◆ **Task goal**: Wherever a line of the data contains "below", copy that line.
[[ Records, beginning ]]
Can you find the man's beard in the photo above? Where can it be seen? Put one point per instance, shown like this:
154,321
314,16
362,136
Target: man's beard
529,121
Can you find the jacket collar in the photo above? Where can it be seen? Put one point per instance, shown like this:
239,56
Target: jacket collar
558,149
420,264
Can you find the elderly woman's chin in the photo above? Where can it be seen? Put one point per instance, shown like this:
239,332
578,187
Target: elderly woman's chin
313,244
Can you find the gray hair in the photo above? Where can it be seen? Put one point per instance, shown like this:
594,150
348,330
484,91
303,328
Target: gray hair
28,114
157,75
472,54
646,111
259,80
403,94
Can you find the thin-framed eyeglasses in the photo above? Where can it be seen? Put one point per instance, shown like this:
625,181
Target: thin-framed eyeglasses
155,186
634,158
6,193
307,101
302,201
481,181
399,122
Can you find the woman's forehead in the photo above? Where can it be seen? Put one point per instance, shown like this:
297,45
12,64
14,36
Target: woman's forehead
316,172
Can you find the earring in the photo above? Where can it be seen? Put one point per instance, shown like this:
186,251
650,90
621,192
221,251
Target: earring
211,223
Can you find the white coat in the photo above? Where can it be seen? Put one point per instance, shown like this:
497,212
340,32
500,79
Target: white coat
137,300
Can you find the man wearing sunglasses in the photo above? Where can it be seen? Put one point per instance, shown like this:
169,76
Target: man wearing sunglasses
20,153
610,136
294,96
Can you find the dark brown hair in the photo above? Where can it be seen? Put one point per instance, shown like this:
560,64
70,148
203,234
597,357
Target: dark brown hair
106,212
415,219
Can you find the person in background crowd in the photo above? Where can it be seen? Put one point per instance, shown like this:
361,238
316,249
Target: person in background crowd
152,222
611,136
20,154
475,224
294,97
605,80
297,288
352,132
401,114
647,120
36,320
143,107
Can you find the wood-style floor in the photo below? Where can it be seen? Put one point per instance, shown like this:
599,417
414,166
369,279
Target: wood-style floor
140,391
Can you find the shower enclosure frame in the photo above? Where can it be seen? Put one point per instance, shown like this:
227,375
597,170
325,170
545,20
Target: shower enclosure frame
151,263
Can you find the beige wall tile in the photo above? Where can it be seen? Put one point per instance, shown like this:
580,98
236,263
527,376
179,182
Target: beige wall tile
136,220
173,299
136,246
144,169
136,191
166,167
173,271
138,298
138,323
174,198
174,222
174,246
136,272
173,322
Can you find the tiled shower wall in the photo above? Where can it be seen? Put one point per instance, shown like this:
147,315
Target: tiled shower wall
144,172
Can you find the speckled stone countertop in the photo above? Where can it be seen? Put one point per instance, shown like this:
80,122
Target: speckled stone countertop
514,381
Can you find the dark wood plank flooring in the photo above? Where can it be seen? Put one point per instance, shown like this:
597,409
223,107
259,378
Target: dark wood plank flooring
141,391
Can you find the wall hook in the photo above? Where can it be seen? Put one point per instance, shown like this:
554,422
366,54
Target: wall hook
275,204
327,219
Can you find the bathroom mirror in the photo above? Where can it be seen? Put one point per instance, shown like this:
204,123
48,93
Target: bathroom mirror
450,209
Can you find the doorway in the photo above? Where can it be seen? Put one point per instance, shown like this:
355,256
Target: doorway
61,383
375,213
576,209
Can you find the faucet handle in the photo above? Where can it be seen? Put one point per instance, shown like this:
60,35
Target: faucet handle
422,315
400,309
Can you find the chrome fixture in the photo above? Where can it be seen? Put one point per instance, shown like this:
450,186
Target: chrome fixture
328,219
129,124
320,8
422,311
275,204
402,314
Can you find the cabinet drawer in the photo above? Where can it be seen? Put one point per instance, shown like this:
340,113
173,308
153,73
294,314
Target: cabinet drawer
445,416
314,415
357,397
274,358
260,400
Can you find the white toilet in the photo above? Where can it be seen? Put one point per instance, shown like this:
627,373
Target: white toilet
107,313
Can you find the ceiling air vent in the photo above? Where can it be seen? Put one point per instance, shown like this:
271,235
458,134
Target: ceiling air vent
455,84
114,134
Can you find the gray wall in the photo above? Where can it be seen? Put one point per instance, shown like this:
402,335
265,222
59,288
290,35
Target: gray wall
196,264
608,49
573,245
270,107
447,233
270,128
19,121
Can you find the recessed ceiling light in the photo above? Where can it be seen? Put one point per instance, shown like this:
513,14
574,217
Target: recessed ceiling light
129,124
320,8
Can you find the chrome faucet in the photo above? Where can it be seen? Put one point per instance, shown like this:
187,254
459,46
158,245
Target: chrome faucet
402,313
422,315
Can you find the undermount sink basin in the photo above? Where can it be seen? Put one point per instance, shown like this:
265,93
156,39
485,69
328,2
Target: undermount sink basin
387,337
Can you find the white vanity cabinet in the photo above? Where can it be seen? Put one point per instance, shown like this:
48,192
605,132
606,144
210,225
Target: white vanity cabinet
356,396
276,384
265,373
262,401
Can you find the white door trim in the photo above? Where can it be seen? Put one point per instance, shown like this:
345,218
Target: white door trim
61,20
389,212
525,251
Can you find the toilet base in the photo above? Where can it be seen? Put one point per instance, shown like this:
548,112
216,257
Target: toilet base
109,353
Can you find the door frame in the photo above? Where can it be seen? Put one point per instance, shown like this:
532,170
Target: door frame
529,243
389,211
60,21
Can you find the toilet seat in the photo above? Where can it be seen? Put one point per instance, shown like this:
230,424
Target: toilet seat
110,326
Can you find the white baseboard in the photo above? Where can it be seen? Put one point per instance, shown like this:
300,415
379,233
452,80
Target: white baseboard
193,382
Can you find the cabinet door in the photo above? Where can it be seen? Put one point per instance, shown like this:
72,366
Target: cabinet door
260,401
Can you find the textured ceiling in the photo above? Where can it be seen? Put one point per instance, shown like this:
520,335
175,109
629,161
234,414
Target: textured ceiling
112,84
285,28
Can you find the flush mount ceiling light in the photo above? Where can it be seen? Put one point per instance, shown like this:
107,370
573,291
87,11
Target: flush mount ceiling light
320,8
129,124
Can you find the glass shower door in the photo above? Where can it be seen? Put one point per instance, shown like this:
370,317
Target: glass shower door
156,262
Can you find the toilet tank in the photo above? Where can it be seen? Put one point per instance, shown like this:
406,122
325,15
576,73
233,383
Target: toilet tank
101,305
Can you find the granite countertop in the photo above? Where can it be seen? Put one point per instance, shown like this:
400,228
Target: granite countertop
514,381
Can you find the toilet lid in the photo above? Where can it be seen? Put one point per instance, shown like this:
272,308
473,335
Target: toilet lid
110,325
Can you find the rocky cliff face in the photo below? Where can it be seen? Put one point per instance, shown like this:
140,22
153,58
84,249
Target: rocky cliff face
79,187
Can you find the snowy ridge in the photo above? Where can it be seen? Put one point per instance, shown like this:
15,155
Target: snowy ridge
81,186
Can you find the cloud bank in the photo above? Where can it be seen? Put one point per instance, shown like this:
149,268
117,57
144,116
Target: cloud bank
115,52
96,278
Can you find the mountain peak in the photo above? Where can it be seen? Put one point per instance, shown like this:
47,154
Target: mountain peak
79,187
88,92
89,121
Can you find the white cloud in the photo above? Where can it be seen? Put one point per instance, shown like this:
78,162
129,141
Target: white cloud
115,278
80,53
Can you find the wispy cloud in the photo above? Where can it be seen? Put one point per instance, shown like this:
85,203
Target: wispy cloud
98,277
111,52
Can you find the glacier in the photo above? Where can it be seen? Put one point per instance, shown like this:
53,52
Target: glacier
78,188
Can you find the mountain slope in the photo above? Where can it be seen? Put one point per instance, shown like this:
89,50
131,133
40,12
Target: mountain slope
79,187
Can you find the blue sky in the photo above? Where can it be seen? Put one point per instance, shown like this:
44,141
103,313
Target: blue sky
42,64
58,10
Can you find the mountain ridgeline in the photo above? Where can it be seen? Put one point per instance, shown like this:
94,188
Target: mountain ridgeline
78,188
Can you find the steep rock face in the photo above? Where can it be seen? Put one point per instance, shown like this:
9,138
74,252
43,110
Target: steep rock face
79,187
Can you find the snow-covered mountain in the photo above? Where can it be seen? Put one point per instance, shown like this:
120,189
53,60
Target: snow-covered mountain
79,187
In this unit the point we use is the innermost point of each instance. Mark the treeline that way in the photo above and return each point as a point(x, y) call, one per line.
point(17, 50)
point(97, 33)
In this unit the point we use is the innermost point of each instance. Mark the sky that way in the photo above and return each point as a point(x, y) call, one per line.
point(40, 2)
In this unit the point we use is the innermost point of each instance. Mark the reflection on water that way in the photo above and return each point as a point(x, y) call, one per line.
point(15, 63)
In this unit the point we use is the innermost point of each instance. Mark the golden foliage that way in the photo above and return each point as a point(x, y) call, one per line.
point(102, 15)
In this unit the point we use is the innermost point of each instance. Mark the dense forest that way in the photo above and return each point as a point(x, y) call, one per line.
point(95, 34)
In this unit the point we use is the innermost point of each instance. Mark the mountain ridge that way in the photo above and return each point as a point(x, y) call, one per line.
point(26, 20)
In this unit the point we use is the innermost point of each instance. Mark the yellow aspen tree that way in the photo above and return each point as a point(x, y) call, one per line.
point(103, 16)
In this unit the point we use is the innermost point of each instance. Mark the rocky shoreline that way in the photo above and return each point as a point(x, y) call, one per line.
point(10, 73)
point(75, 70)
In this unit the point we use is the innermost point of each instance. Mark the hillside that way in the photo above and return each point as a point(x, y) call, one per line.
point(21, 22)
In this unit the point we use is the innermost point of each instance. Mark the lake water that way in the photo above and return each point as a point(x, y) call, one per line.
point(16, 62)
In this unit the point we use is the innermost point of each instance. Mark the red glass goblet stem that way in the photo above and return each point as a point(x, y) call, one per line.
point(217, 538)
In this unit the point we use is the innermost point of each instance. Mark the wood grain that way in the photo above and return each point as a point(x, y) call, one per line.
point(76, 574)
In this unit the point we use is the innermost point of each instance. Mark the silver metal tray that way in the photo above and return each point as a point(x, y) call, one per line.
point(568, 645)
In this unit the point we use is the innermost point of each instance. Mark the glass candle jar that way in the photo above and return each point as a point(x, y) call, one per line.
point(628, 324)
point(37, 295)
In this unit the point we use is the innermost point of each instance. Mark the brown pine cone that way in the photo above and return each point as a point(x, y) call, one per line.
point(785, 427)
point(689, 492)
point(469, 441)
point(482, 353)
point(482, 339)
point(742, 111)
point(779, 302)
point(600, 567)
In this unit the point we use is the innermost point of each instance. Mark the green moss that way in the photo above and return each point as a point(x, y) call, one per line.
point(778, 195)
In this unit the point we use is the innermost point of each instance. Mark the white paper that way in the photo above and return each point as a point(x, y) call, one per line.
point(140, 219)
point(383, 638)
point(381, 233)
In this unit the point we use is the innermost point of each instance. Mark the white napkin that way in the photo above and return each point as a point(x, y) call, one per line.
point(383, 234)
[[ Records, end ]]
◆ **Expected answer**:
Can you find the wood-style floor in the photo below? Where can it be seen? Put one point per instance, shown like this:
Can you find the rocky cliff face in the photo below? Where can it be seen? Put one point per instance, shown like this:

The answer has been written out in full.